Document passage:
__________________________________________________

[Haifux] MCTIP computer technician course

Orna Agmon Ben-Yehuda ladypine at gmail.com
Tue Feb 22 08:31:30 MSK 2011


On Tue, Feb 22, 2011 at 1:48 AM, Michael Vasiliev <mycroft at yandex.ru> wrote:

>  On 02/20/2011 09:23 AM, Orna Agmon Ben-Yehuda wrote:
>
> How about starting your CS BSc instead? The open U is free for all, even if
> you do not have the bagrut yet, and the Technion has special programs for
> good students - some start at 16 or earlier.
>
> I'm replying to this reply, since I did not get the original letter (ugh,
> again!), and can't figure out whose mail server is to blame.
>
>
I am sorry about that. I considered replying in private, then re-added the
(wrong) list - amichay posted to linux-il, I posted to haifux, we got a
weird cross-posting effect.


> Even though more than good 13 years passed since I was in that exact
> situation, I'd like to share some insights, based on nothing else but actual
> experience. Let's say you are, like I was, a young hacker in his teen years
> looking for a job. You have some computer, network, linux, and programming
> knowledge, and lacking relevant experience, you're looking into persuading
> the employer in your abilities. You are, like all people have a resource,
> time, which you want to invest wisely.

__________________________________________________

Dataset content:
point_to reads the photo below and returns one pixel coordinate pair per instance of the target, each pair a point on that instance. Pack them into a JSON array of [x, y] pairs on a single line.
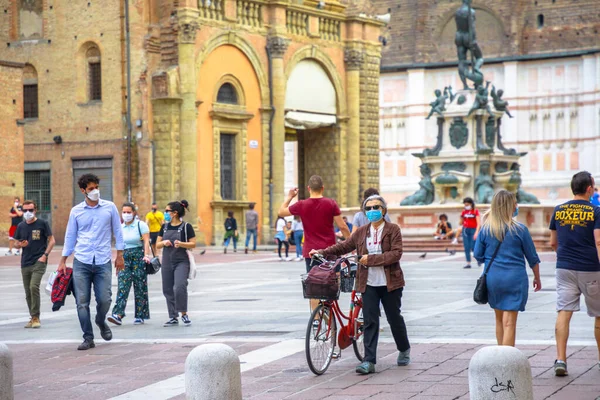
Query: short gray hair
[[375, 197]]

__________________________________________________

What the task asks: Reproduce word for word the stretch of the mailing-list message from "[Haifux] MCTIP computer" through "16 or earlier.". The material is separate from the mailing-list message.

Written answer:
[Haifux] MCTIP computer technician course

Orna Agmon Ben-Yehuda ladypine at gmail.com
Tue Feb 22 08:31:30 MSK 2011


On Tue, Feb 22, 2011 at 1:48 AM, Michael Vasiliev <mycroft at yandex.ru> wrote:

>  On 02/20/2011 09:23 AM, Orna Agmon Ben-Yehuda wrote:
>
> How about starting your CS BSc instead? The open U is free for all, even if
> you do not have the bagrut yet, and the Technion has special programs for
> good students - some start at 16 or earlier.